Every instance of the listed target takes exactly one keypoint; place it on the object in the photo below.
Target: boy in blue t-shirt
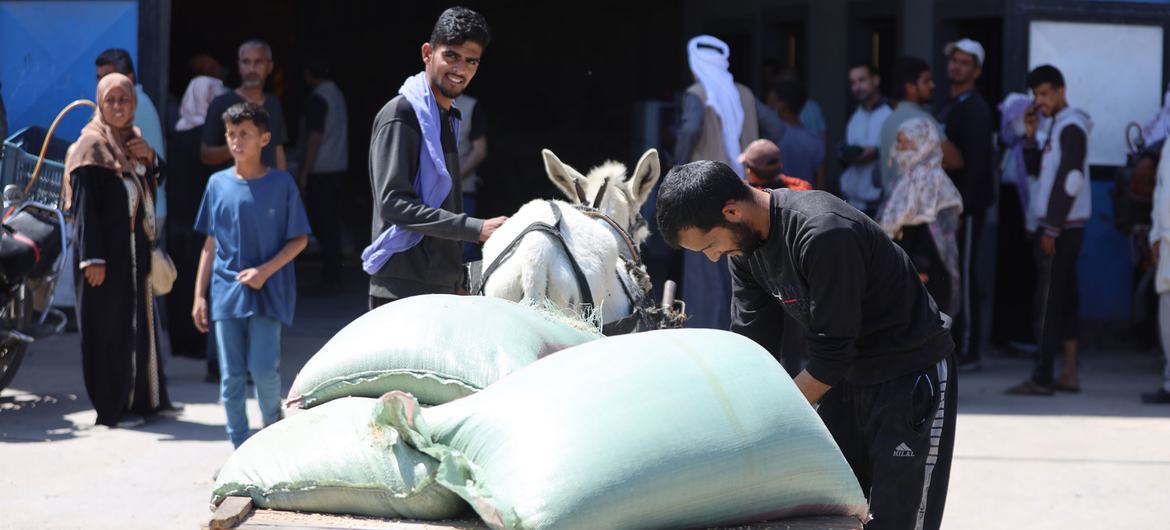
(255, 226)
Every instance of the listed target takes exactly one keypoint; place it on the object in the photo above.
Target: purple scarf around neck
(432, 183)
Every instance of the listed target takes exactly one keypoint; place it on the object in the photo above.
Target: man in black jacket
(435, 263)
(880, 358)
(969, 124)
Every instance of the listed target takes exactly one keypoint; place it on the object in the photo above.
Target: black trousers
(321, 206)
(899, 438)
(968, 328)
(1057, 301)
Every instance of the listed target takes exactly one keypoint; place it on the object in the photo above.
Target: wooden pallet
(238, 513)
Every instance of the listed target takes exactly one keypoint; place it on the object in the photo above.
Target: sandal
(1074, 387)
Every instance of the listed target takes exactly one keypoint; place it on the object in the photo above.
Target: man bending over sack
(880, 355)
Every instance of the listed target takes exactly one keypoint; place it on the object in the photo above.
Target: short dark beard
(447, 93)
(747, 241)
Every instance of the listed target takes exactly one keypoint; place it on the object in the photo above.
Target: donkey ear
(565, 178)
(645, 176)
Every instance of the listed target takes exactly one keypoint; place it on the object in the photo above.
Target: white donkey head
(608, 188)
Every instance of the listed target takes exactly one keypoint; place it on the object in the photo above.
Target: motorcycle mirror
(12, 193)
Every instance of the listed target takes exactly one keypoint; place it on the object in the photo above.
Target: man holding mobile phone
(860, 186)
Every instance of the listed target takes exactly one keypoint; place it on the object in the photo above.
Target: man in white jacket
(1061, 206)
(1160, 233)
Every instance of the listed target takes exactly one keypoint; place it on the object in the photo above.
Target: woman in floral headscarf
(111, 176)
(922, 211)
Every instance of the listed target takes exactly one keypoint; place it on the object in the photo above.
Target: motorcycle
(32, 242)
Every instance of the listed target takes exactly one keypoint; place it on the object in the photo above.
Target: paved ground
(1095, 460)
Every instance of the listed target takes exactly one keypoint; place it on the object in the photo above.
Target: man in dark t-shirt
(434, 265)
(880, 353)
(255, 64)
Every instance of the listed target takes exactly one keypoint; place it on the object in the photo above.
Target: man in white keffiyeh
(708, 59)
(924, 198)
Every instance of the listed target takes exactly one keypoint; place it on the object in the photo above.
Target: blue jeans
(247, 345)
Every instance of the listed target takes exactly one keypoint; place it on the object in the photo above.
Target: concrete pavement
(1093, 460)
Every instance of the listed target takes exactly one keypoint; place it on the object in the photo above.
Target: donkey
(603, 240)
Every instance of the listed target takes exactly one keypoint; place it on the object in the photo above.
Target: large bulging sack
(663, 429)
(438, 348)
(341, 459)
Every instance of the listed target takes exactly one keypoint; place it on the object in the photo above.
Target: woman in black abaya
(111, 176)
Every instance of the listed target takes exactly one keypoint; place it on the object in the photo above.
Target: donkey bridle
(634, 262)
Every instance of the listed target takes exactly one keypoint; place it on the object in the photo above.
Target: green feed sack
(663, 429)
(438, 348)
(337, 459)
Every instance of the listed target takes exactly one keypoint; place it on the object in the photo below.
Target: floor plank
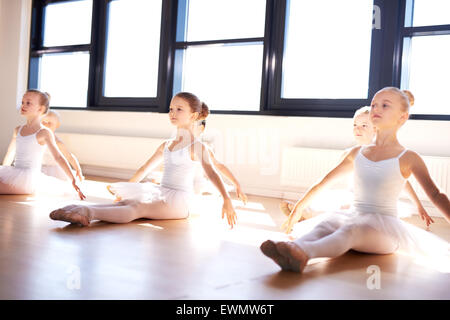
(197, 258)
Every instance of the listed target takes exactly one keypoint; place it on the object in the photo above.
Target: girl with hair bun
(372, 226)
(171, 199)
(363, 132)
(26, 150)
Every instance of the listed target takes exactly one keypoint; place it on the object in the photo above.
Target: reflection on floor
(197, 258)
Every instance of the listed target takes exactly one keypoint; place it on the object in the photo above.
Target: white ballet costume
(372, 224)
(25, 176)
(176, 188)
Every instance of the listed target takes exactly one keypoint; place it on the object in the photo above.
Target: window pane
(429, 67)
(226, 77)
(65, 77)
(132, 48)
(230, 19)
(327, 49)
(68, 23)
(431, 12)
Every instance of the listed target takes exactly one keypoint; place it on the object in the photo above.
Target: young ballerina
(363, 133)
(26, 150)
(49, 166)
(380, 172)
(171, 199)
(202, 185)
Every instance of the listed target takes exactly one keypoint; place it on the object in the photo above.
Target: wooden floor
(197, 258)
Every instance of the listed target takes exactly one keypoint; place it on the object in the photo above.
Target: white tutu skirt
(30, 181)
(341, 199)
(150, 192)
(411, 239)
(57, 172)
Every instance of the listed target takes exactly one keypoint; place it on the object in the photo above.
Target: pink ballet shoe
(296, 257)
(67, 215)
(269, 249)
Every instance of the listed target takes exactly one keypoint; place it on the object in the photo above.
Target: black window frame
(407, 30)
(385, 68)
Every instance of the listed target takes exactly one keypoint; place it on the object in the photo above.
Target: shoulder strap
(402, 153)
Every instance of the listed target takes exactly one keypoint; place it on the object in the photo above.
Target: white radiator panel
(110, 151)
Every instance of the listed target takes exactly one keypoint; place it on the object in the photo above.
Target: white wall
(251, 145)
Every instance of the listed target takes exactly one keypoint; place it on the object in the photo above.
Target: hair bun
(410, 97)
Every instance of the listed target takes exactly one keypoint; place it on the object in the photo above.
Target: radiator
(110, 151)
(302, 167)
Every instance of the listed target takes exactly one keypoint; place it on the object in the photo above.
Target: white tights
(330, 241)
(126, 211)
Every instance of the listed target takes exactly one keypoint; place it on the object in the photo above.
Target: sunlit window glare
(327, 49)
(68, 23)
(65, 77)
(429, 67)
(231, 19)
(431, 12)
(226, 77)
(132, 50)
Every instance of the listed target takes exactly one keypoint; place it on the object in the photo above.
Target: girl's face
(31, 105)
(387, 110)
(363, 130)
(180, 113)
(51, 122)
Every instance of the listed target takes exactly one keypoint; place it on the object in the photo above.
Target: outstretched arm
(45, 136)
(151, 163)
(73, 161)
(227, 173)
(10, 154)
(203, 156)
(420, 172)
(343, 168)
(413, 196)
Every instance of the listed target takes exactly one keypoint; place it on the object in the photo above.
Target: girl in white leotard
(21, 169)
(171, 199)
(372, 226)
(364, 134)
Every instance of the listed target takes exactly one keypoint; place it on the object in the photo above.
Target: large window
(219, 52)
(270, 57)
(132, 48)
(60, 61)
(426, 51)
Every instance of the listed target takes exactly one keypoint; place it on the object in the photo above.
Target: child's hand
(77, 189)
(294, 217)
(425, 217)
(241, 195)
(229, 211)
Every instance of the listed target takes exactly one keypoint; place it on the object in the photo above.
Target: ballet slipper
(296, 257)
(269, 249)
(68, 215)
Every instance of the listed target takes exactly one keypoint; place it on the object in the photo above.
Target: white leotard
(377, 184)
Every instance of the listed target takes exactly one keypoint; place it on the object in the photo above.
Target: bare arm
(420, 209)
(45, 136)
(11, 152)
(343, 168)
(227, 173)
(201, 153)
(420, 172)
(70, 157)
(151, 163)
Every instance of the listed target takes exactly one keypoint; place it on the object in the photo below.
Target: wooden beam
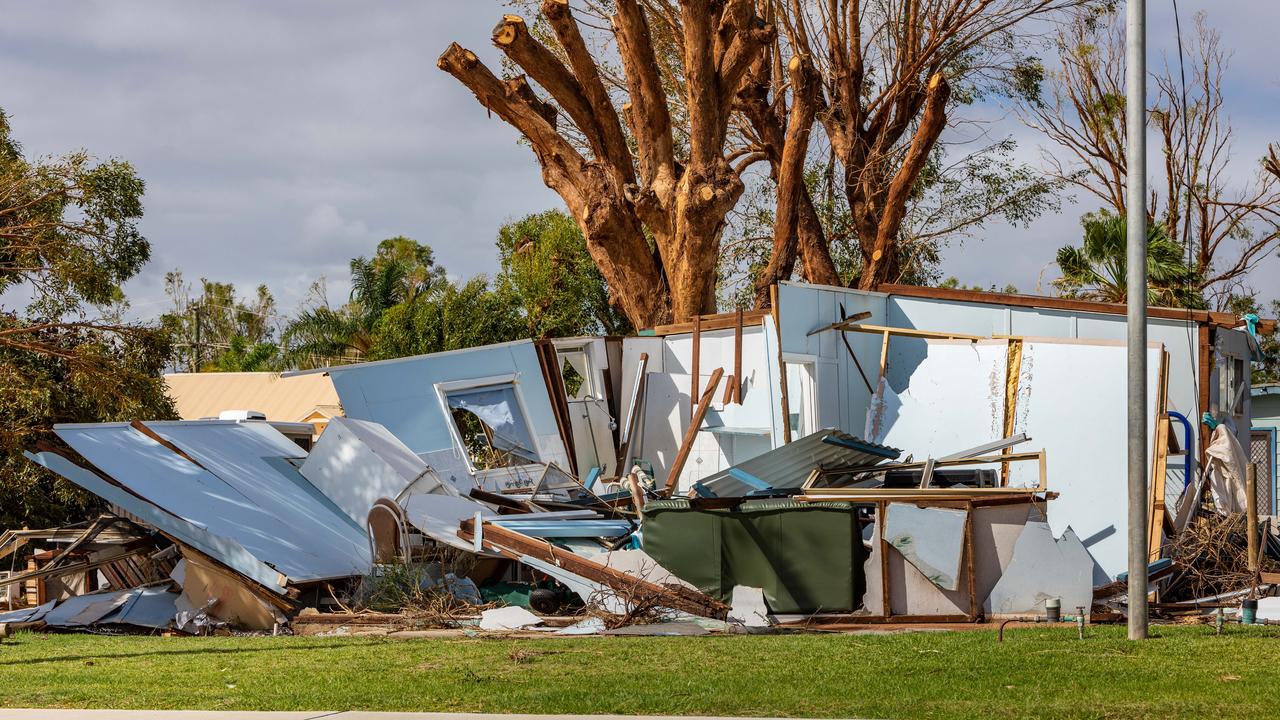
==========
List every line in the entries above that contains the string "donkey". Case counts, so include only lines that match its capitalization.

Target: donkey ear
Target: white donkey head
Target: donkey
Target: donkey bridle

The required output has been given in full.